TfWM using 5G technology to cut traffic congestion with help from Vivacity Labs

Transport for West Midlands (TfWM) is harnessing the power of 5G technology to cut traffic congestion on some of the West Midlands busiest roads with the help of Vivacity Labs.

The network of 5G sensors will relay live traffic information to local authorities so that action can be taken as queues build up – including diverting buses, implementing diversions, and issuing instant warnings to motorists.

West Midlands 5G (WM5G) and TfWM have joined forces to work on the project to demonstrate how 5G technology can make an impact on the road network. Vivacity provides AI-powered sensors which gather detailed and anonymous data 24/7 on travel patterns, transport flow and different modes of transport to support strategic decisions on urban infrastructure.

The project centres around the Key Route Network, a set of A and B roads equivalent to 7% of the available network, but which carry over half of all traffic within the region. This has resulted in congestion hotspots affecting drivers and bus passengers alike, something which the Road Sensor Networks project hopes to alleviate. In its first phase, the project aims to capture a more granular picture of traffic flow through the deployment of various 5G enabled sensors, radar and cameras across the key route network.

▶ _MATERIAL_
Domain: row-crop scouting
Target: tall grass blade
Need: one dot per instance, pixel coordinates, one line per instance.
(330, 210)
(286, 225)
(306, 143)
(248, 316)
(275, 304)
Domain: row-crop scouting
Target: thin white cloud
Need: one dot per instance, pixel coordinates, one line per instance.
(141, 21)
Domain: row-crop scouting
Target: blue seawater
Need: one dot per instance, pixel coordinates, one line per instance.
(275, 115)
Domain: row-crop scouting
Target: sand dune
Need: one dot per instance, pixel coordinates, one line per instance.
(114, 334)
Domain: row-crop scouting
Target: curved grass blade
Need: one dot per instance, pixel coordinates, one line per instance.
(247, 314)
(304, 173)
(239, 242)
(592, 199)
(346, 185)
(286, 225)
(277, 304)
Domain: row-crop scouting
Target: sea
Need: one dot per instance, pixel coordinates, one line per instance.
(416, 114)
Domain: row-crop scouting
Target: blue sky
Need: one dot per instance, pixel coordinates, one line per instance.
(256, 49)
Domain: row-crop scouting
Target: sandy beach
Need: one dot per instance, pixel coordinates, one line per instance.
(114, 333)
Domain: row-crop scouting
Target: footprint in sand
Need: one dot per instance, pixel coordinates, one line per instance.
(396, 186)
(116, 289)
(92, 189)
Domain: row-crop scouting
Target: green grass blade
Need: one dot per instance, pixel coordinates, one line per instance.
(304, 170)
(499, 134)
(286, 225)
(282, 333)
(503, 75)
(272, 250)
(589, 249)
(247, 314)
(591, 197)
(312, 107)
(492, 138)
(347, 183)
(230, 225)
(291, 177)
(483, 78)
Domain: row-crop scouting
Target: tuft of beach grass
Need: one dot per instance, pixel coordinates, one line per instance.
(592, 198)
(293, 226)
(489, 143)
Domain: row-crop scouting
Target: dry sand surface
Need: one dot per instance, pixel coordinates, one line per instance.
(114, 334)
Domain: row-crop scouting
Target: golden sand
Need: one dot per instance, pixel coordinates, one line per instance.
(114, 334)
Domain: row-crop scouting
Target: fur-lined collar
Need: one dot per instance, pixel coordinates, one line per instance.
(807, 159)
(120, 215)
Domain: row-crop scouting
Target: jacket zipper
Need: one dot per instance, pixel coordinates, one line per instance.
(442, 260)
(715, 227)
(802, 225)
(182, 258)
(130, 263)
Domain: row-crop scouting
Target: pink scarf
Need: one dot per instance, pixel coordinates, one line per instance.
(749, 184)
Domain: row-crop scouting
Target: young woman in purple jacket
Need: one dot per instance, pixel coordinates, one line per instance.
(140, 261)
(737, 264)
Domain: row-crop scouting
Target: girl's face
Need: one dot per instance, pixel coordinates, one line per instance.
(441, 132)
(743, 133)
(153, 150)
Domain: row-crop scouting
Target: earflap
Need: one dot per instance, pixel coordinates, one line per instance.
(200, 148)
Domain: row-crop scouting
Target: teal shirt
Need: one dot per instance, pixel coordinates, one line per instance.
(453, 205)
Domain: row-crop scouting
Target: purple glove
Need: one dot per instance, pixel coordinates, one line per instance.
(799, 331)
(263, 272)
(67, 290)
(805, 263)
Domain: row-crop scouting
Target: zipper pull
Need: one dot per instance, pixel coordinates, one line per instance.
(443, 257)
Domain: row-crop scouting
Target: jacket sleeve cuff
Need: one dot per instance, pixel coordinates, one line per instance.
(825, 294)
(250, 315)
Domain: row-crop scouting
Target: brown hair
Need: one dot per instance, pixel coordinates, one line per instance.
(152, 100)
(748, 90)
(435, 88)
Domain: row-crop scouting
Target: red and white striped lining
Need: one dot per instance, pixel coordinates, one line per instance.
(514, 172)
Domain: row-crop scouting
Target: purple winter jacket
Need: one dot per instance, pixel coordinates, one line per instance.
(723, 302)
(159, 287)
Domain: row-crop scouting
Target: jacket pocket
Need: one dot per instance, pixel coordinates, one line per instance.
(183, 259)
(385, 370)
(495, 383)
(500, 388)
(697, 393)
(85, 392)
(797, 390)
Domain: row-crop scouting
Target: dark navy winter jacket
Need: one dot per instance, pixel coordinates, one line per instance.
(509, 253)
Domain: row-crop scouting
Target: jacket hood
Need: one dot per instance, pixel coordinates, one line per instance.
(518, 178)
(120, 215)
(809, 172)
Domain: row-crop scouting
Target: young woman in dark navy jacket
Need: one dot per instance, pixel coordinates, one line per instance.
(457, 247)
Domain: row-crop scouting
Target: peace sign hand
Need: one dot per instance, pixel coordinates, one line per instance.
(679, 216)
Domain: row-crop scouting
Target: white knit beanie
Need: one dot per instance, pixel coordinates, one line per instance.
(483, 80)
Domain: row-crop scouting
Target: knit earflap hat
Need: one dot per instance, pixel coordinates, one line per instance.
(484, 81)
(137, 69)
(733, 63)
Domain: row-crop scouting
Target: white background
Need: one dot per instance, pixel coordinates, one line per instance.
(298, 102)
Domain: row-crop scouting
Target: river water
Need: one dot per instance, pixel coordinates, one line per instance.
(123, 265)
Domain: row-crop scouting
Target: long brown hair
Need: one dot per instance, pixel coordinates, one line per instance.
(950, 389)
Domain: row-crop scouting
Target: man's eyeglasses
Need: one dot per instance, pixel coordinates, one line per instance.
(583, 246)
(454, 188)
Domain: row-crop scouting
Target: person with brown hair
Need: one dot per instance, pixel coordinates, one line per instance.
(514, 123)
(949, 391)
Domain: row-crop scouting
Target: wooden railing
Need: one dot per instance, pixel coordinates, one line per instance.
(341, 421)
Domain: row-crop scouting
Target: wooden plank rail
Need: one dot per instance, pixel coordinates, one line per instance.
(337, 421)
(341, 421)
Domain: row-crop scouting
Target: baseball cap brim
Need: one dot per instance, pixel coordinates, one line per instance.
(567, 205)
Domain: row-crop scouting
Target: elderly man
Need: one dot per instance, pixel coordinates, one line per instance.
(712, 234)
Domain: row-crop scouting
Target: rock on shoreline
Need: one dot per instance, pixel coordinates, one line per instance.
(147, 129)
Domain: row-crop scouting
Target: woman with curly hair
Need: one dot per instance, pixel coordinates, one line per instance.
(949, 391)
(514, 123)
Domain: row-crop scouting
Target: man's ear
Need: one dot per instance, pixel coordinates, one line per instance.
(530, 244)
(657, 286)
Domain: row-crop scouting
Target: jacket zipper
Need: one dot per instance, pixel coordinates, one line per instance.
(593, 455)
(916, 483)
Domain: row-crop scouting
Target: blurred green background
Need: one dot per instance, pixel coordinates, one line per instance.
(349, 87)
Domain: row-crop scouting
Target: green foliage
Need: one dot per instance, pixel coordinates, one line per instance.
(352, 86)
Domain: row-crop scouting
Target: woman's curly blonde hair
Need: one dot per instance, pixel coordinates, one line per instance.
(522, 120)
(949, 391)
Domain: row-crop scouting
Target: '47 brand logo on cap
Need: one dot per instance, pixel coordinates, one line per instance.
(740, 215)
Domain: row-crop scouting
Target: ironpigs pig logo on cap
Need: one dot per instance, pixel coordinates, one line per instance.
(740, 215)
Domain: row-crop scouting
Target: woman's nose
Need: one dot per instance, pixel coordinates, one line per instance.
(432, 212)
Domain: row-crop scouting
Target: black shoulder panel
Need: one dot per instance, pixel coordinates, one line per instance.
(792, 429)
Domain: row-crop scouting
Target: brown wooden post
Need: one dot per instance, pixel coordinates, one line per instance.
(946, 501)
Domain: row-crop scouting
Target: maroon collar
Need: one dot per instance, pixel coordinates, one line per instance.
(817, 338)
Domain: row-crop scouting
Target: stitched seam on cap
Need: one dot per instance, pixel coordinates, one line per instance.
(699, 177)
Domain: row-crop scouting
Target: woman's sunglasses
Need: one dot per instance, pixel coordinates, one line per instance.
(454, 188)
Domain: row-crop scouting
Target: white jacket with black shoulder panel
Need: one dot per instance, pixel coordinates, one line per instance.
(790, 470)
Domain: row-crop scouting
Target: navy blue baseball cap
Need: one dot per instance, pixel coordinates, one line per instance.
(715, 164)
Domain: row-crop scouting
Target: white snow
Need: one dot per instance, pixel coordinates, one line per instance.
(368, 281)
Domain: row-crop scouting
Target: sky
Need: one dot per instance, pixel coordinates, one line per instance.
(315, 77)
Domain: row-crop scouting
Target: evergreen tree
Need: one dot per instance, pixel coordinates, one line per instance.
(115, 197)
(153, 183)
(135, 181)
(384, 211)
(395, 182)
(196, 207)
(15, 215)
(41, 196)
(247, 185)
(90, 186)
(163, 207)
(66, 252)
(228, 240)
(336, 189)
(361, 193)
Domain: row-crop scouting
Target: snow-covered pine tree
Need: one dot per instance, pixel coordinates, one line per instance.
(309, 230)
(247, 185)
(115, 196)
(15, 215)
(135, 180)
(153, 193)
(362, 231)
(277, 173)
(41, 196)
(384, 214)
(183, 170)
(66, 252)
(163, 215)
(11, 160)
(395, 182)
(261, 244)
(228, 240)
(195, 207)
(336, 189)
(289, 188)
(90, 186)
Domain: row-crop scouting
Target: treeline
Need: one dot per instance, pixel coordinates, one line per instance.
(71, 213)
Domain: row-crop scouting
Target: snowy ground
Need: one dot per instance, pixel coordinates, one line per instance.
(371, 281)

▶ _STATED PROBLEM 1_
In the article on 5G road sensors in the West Midlands, translate this sentence into Spanish: "The network of 5G sensors will relay live traffic information to local authorities so that action can be taken as queues build up – including diverting buses, implementing diversions, and issuing instant warnings to motorists."
▶ _STATED PROBLEM 2_
Carry on the article on 5G road sensors in the West Midlands, picking up after its last sentence.

▶ _WRITTEN RESPONSE 1_
La red de sensores 5G transmitirá información del tráfico en tiempo real a las autoridades locales para que se puedan tomar medidas a medida que se forman colas, entre ellas desviar autobuses, implementar desvíos y emitir avisos instantáneos a los conductores.

▶ _WRITTEN RESPONSE 2_
Mike Waters, director of policy, strategy and innovation for TfWM, said: “Our partnership with Vivacity Labs, and the accurate data that its technology will provide us with, will go a long way in reinvigorating existing traffic networks in the region. The project will also allow us to develop better traffic models or “digital twins” allowing improved understanding of changes in travel behaviour as the region comes out of lockdown. These models also allow us to prioritise road improvements and support new developments, key to “building back better”.

Chris Holmes, transport programme director for WM5G, added: “The Road Sensor Network project is a great example of how deliberate application of connected technologies can provide the insights necessary to solve some of our biggest transport problems.

“The anonymised, GDPR compliant information captured during the project will be sufficient to start improving the flow of traffic across the West Midlands’ Key Route Network and improve access to the region. Better connected roads will ultimately support local financial growth as it will be quicker and easier to travel for business, leisure, or academia.”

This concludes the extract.